#### Data for the task
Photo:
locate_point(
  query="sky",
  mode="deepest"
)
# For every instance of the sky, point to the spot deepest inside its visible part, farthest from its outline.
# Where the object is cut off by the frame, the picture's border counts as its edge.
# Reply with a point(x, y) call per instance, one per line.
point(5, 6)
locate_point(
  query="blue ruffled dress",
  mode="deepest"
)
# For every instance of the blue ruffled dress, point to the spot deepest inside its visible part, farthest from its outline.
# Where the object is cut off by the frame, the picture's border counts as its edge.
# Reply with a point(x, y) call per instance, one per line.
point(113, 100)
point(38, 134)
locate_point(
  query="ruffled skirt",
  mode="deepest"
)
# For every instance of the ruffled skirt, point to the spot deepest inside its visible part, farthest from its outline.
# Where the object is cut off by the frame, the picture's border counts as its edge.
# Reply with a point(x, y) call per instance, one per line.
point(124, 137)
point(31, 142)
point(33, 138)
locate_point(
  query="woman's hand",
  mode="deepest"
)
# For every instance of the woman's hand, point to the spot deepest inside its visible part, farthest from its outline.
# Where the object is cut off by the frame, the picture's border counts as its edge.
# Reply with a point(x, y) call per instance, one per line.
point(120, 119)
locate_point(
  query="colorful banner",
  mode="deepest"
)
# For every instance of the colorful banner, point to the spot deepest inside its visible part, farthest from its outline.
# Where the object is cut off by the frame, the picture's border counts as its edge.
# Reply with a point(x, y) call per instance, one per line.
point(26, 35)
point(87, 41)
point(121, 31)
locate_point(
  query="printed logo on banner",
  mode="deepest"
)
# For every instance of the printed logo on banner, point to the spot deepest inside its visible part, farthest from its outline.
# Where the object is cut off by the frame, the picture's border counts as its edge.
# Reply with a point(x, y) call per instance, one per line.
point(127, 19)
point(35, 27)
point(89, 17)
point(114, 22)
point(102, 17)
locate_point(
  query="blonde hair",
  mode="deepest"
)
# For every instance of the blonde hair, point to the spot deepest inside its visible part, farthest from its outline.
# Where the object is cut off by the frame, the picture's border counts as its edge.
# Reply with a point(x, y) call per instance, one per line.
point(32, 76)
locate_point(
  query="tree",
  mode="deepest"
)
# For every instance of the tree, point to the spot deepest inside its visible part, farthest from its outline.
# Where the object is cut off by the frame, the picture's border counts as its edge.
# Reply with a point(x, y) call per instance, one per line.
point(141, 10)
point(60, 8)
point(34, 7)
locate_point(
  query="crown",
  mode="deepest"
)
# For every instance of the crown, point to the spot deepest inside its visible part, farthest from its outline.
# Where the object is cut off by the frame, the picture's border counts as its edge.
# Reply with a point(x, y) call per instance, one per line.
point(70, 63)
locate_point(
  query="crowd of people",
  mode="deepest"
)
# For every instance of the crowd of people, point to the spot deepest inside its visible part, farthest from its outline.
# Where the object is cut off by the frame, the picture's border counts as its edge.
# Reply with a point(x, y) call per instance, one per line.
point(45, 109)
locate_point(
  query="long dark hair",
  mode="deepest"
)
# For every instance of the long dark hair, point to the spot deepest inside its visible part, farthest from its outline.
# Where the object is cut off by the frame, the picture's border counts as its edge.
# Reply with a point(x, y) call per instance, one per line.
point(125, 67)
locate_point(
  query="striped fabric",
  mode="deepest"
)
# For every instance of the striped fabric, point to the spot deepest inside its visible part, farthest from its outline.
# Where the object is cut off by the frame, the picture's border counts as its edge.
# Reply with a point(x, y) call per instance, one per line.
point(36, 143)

#### Aim of the task
Taking the entries above, write out exactly the lines starting with the line containing "# For every instance of the woman's" and going on through the line containing "# For every instance of the blonde", both included, and nothing else.

#### Written answer
# For every instance of the woman's hand, point to the spot deepest inside its visible part, farthest from its outline.
# Where the object is cut off by the frame, the picture's border counts as its edge.
# Reply with a point(x, y) call per instance, one per line.
point(120, 119)
locate_point(
  query="colorful banner",
  mode="deepest"
)
# For every instance of the colorful banner, point to the spot deepest inside its visible part, farthest from its outline.
# Where the object is cut off by the frame, the picture's border counts as its edge.
# Reply with a point(x, y) call per instance, one per line.
point(26, 35)
point(87, 41)
point(121, 31)
locate_point(
  query="printed logo on banner",
  mode="deepest"
)
# For every instance of the printed logo on banner, point to the spot deepest inside its visible part, farthest from its outline.
# Where the object is cut off by the frame, the picture's border counts as its edge.
# Reply with a point(x, y) call per instance, one per line.
point(127, 19)
point(35, 27)
point(89, 17)
point(114, 22)
point(102, 17)
locate_point(
  query="blonde hair",
  mode="deepest"
)
# For every instance of the blonde hair, point to the spot deepest inside its visible part, farthest from its outline.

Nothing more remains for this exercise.